### Input:

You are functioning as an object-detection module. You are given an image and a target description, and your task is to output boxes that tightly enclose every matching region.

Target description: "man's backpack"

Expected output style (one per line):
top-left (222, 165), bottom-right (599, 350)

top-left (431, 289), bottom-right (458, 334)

### Activity:
Your job here is to copy the entries above exactly.

### Response area:
You are functioning as an object-detection module. You are given an image and a target description, and your task is to output boxes that tightly enclose every matching region.

Target description: "man's backpack"

Expected output style (one per line):
top-left (222, 165), bottom-right (599, 350)

top-left (431, 289), bottom-right (458, 334)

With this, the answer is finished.